Exercise set:
[A] Using the Gabriel Byrne Christmas page below, explain in one to three sentences why the narrator took a job as a postman during the Christmas holidays.
[B] In the Gabriel Byrne Christmas page below, condense the paragraph beginning "In the first section of his autobiography" into a short bulleted list that keeps its main facts.

Text block:
The Spirit of Christmas Past–our very own Gabriel Byrne–is here to bring you two lovely holiday presents.
The first is his fine rendition of the classic poem. Turn the lights down, pour an eggnog, and listen for the sound of reindeer hooves on the roof!
The second present is more personal: the gift of memory.
In the first section of his autobiography, published in 1994, Gabriel offered a snapshot of life in Ireland as a child and a young man. The chapter below is a vibrant and incisive look at a particular Christmas Eve in Dublin when he was in college. He captures the language, the spirit, and the place beautifully.
An Excerpt from Pictures In My Head, by Gabriel Byrne
To support myself I took a job as a postman during the Christmas holidays. This next chapter is an account of a paynight after one such turn of duty at Crumlin post office. It was typical of many excursions to town for the craic on Saturday nights. Images and impressions recalled in hangover the following day.
Saturday Night and Sunday Morning
Christmas Eve. Cigarette smoke fogs the snug of Mooney’s, Crumlin. Tidal rise and fall of song and laughter. Postmen sink pints and slag us, their sissy student helpers of ten days past.
“Another Christmas over. Thanks be to James’s Street.”
Army-coated amateurs, we braved the dogs of Walkinstown as we humped our sacks to the sleeping houses. Seeing dark of night turn to gray of morning under the lights of the Ballymount Road.
“Give us a song.”
“I will in me—“
“Her eyes they shone like diamonds.”
“Fair play to you, sunshine.”
“See ye’s next year, lads.”
“Not if we can help it.”
Swell of laughter.
Every year Aunty K. sends a turkey from Kildare. It’s hanging now from our kitchen wall. The beak scrapes against my hand. I shiver. A paper star turns the hallway red.
We meet at the roundabout. Joe, Pat, Dave and me. Trousers creased into offensive weapons, smelling of Christmas present Brut, we lounge across the seats of the 77 like gunslingers.
“Dame Street. Keep the change. It’s Christmas.”
Twelve chin Doberman conductor with Santa Claus cheeks.
“The git up of youse! I hope it keeps fine for youse! Feet offa dem seats. Bowsies!”
“He’s going to burst me one of these days, the size of him,” says Joe.
Urging and cursing the bus around corners, through lights, past queues. A lifetime before the terminus. Skip before the stop. Onto the pavement. Neat as a bird landing on a branch. Oh, Dublin is alive and sinning tonight, boys.
Outside Trinity, unseeing, uncaring, a couple are wearing.
“She’s ating yer man,” says Dave enviously.
Greenbacks in our pockets courtesy of the P & T.
“Now lads, the crawl is yer only man. From Guiney’s to the Half Way House.”
“Ah, I don’t agree with this oul’ Christmas lark at all at all. Gone too commercial for my liking, so it is.” A mournful night telephonist on his break.

Entries shown:

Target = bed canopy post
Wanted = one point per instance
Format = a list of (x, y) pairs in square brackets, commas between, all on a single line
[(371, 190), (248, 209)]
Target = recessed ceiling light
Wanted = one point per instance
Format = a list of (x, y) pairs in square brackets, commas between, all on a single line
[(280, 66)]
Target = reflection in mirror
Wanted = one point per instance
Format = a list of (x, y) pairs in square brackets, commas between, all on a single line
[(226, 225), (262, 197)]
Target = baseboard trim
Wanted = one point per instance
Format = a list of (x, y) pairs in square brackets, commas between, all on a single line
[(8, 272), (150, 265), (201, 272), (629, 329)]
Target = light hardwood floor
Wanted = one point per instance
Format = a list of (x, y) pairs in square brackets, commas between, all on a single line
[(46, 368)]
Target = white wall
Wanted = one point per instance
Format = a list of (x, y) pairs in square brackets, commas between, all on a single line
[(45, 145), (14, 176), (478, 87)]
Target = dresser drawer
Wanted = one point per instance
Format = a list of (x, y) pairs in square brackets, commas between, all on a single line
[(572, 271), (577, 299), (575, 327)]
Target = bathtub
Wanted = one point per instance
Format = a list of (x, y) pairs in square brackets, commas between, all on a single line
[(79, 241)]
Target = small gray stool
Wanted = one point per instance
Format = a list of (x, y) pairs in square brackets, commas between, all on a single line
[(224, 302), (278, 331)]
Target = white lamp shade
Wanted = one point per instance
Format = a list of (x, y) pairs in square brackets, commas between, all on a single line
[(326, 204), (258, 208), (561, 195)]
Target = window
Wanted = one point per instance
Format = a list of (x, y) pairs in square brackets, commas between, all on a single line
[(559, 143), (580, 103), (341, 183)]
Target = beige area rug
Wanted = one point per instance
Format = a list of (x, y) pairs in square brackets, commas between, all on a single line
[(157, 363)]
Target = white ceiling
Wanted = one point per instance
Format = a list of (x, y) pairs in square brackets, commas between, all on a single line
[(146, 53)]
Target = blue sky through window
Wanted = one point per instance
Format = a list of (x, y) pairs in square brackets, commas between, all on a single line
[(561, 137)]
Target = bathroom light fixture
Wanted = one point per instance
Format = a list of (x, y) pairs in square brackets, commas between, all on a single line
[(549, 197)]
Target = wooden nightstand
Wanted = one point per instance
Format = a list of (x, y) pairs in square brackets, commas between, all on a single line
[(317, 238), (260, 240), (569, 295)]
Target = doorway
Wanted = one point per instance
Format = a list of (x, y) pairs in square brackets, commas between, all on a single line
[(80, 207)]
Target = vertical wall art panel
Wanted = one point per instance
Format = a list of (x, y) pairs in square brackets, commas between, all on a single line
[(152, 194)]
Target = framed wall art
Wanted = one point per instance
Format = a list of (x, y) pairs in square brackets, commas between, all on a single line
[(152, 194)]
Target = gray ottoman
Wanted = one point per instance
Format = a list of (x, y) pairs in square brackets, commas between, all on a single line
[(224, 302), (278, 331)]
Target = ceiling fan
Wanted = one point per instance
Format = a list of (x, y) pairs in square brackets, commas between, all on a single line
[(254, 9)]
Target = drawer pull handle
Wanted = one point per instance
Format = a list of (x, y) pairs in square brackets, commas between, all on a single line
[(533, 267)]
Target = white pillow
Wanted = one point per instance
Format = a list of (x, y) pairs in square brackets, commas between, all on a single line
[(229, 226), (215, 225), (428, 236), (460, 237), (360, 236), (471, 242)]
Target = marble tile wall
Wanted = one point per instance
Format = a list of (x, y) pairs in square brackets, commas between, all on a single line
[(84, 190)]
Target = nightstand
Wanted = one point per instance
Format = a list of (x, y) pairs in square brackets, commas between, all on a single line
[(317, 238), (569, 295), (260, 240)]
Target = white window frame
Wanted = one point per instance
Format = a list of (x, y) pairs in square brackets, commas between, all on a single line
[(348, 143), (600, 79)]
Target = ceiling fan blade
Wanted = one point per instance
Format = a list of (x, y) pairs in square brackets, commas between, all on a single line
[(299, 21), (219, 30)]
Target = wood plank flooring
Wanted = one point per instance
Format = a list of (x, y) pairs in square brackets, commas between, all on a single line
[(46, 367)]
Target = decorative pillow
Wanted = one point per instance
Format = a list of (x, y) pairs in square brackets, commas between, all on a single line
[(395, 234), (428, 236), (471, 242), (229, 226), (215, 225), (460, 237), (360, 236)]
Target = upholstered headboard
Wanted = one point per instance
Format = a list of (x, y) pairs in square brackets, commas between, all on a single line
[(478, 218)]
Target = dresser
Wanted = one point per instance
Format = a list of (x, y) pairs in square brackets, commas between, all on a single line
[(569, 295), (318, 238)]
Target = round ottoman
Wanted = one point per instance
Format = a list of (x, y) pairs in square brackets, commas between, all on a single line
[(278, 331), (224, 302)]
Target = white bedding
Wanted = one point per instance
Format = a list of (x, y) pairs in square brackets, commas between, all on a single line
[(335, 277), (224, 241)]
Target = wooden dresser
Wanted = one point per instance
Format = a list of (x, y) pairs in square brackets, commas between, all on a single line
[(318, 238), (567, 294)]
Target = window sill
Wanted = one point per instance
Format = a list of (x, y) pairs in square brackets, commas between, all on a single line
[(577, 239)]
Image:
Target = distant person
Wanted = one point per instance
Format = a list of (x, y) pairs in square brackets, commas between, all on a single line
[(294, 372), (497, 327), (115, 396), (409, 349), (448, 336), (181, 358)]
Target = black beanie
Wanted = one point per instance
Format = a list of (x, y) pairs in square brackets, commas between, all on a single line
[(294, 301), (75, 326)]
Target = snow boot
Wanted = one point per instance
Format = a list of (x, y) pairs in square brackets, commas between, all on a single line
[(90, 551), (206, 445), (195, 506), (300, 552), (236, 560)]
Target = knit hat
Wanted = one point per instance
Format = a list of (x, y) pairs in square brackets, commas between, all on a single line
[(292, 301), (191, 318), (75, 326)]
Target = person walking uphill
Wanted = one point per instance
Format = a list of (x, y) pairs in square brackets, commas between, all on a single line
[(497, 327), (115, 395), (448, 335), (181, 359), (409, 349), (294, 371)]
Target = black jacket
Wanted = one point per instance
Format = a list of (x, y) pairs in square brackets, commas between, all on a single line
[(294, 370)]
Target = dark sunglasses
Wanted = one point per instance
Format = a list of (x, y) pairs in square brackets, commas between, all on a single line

Expected responses:
[A] The narrator took the postman job to support himself. The page places this during his college years, when he worked the Christmas holidays at Crumlin post office.

[B]
- The first section of Gabriel Byrne's autobiography, published in 1994, gives a snapshot of his life in Ireland as a child and a young man.
- The chapter that follows looks vibrantly and incisively at one Christmas Eve in Dublin during his college years.
- It captures the language, the spirit, and the place beautifully.